▶ **STATED EXERCISE**
Tally the lines in the items below that contain the string "kitchen". Reply with that number alone.

▶ **RECORD EXTRACTS**

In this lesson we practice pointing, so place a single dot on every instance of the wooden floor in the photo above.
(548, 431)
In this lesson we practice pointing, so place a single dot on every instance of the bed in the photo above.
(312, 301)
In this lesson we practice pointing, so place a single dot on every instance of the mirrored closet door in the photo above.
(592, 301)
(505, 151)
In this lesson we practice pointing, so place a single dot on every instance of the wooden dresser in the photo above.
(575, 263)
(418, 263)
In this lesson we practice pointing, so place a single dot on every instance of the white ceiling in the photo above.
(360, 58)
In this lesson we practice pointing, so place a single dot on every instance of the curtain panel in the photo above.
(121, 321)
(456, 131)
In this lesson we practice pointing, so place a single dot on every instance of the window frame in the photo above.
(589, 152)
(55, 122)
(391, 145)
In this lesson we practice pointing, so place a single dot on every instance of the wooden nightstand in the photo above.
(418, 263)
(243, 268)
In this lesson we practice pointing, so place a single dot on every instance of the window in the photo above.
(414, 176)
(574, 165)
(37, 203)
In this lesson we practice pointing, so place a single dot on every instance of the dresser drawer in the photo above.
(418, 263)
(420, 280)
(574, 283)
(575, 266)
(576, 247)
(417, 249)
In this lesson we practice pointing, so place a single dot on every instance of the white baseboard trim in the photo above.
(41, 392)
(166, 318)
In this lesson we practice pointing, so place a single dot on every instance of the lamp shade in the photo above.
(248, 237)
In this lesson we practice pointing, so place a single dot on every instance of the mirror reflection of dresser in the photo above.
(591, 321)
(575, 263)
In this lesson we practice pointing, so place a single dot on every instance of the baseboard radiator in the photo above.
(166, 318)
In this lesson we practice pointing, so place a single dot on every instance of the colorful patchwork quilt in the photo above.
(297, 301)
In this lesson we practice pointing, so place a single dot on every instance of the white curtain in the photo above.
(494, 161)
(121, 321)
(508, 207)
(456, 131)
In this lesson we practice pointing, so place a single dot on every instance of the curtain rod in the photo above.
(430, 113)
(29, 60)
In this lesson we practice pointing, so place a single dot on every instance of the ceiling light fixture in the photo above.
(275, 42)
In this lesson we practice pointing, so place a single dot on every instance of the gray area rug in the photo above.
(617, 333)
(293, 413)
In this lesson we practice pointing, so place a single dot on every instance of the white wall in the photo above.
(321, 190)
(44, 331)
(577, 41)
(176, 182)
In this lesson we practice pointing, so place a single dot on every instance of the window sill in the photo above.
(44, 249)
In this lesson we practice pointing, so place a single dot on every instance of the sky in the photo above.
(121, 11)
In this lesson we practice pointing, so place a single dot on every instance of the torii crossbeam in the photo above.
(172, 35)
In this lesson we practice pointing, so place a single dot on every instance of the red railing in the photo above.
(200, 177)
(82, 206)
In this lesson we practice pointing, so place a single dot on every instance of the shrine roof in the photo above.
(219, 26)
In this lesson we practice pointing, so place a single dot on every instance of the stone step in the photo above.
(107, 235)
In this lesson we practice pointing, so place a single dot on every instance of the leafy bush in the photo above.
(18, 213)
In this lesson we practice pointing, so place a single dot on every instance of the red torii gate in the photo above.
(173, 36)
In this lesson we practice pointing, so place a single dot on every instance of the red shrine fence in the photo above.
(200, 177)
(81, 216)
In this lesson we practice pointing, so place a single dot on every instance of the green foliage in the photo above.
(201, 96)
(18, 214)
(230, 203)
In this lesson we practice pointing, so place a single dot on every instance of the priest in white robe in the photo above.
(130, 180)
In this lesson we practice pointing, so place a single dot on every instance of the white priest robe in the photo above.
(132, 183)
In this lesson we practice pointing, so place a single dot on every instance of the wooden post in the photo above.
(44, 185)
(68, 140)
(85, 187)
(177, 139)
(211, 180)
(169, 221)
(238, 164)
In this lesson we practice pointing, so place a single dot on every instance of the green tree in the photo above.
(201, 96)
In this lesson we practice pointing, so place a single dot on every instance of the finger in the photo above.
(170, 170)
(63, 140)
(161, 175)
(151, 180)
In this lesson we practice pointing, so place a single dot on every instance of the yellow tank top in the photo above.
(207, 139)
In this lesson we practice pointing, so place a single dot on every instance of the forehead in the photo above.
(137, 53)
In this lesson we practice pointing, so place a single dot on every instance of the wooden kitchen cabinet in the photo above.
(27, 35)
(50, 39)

...

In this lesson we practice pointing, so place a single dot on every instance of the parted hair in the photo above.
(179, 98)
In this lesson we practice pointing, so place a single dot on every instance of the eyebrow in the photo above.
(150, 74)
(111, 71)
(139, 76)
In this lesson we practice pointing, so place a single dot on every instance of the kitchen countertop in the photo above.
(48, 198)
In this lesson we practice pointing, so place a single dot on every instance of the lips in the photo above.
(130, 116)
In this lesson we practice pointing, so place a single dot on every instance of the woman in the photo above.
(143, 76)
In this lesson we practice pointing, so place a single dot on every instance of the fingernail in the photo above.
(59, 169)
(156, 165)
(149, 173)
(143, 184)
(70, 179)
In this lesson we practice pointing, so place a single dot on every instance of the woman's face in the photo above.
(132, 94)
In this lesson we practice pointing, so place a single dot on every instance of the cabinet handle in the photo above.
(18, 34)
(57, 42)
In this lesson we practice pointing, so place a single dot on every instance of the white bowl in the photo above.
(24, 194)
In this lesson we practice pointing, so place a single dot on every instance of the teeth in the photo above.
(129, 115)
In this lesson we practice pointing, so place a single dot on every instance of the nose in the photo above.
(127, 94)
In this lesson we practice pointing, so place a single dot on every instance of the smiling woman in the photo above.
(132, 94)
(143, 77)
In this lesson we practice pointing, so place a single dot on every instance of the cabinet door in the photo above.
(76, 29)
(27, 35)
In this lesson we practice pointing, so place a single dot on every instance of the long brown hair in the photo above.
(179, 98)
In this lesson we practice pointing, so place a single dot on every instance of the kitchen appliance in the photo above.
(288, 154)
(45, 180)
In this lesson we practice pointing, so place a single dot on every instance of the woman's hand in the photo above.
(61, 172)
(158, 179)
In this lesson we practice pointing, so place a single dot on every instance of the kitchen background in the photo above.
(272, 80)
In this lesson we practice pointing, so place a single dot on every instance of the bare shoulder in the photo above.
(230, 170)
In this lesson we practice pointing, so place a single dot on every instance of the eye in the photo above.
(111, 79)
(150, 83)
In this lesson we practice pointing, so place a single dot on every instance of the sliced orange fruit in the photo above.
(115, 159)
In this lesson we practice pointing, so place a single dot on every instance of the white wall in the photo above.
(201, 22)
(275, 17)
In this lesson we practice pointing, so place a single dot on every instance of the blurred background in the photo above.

▶ **ANSWER IN FULL**
4